ダチョウの孵化から解体まで行い、命を頂く事、牧場を営む事で得た、学びや気づきを記録しています。

明日から学生さんが修学旅行などで研修に来てくれます。私の伝えられる限りのことを伝えたいと思います。

2021年07月05日 | 日記
この厳しいコロナ禍の中、子どもたちが研修や修学旅行先として牧場に訪れてくれます。
子どもたちの安全を守りながら、学生たちにこういった機会を与えたいと懸命に考え、数々の問題を解決しながら、行動に移されている先生方をはじめとしたたくさんの方々のお蔭です。
私はたくさんの方々の想いのバトンを受け取り、今伝えられる限りのことを学生さんたちに伝えたいと思います。

皆さんにとってそうであるように、私にとっても修学旅行は忘れられない思い出です。
特に忘れられないのは沖縄での思い出です。「ガマ」という防空壕として使われた自然の洞窟に入ったり、平和祈念公園に行ったり、沖縄の地上戦について学びました。
その中で最も印象に残っているのは、ひめゆり学徒隊の方のお話です。
「君たちは死なないで」と青年将校が学徒隊の女学生たちに話し、「この人は何と変なことを言うのだ」と思ったというエピソードは深く感銘を受け、印象的でした。
ただ、その当時の同級生にはこういう話を聞かなくてはならないことが苦痛であった人もいました。
私は当時同級生の反応にショックを受けました。
そして、伝えるべきことを広く長く伝えるためには、伝える方法も大切なのだと痛感させられました。

私が牧場で学生さんたちに常に聞くことは「楽しかった」かどうかです。
新しいことを体験する喜び、不思議を体感する喜び。
未知を知る喜びを体験してもらうことが大切だと思うからです。

センスオブワンダーというレイチェルカーソンさんの本が好きです。
自然界の美しさ、語りつくせない雄大な風景が本を読んでいるだけで目の前に現われる素敵な本だと思います。

_ _ _ _ _

練習問題 =
1: 本文によると、筆者が牧場で学生さんたちに常に聞くことは何ですか？
2: ダチョウ牧場の日記の本文を、最後の文の後から続けて書いてください。

元データ =
_ _ _ _ _

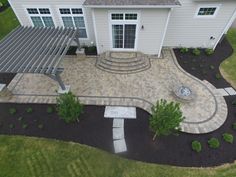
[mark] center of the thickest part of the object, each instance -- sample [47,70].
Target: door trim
[123,22]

_ _ _ _ _

解答 =
1: 「楽しかった」かどうかです。

2:
その中の一説に「知ることは、感じることの半分も重要ではない」というものがあります。
私たちはとかく調べることで何かを知ったような気になってしまいます。
インターネットを使えば、本当に膨大な情報があっという間に手に入ります。
コンピューターの普及に伴い、子どもたちは私が子供の頃よりも瞬間的な情報の処理能力が上がっているようです。しかし、その反面、映画や一曲の音楽から本来得られるはずの余韻や余剰の部分からの情報をシャットアウトすることが著しく早くなっているように思います。
たとえば世界的にみると短い動画などを好む傾向が高まっています。
テレビを見ながら音楽を聴き、映画をはやい速度で流し見する世代向けにTictokやYoutubeの切り抜き動画などのメディアの台頭が著しいです。
私たちの世代以上に、文章を読むだけ、映像を見るだけで社会の仕組みを知ったようになってしまう人が増えてしまうと思います。

こうした子供たちに、この牧場に訪れてもらい、実際に生きているだちょうさんの生き生きとした姿、雄大な自然、虫や草花、風、臭い、音、卵を温めているダチョウさんの様子、エサを食べる様子、そのほか語りつくせない様々な情報を彼らに感じてもらうことが何よりの学びになるのだと思っています。

そしてそのうえで、命や環境について考える種を蒔きたいと思っています。
この写真は卵の生育状況を今日確認した様子です。
光を当てて、成長している卵や死んでしまった卵を確認しています。
子どもたちには細胞分裂をして、育っている様子を見てもらいます。
暖かい卵、死んでしまった卵の感触を伝えたいです。
そして、隣にあるを見せて、屠畜方法を伝えます。
ゆりかごのように卵を温め、育て、命を頂く牧場の営みを肌で感じてもらい、しっかりと子供たちに私が伝えられる限りのことを伝えたいと思います。

私のできることは本当にちっぽけなことしかないですし、知識もまだまだ足りず、これから伝えられる時間も限られていると感じています。
このコロナ禍の中で、こうして訪れてくれる子どもたちに、どうしたら最大限伝えられるのかを考え、力を尽くさなくてはならないですね。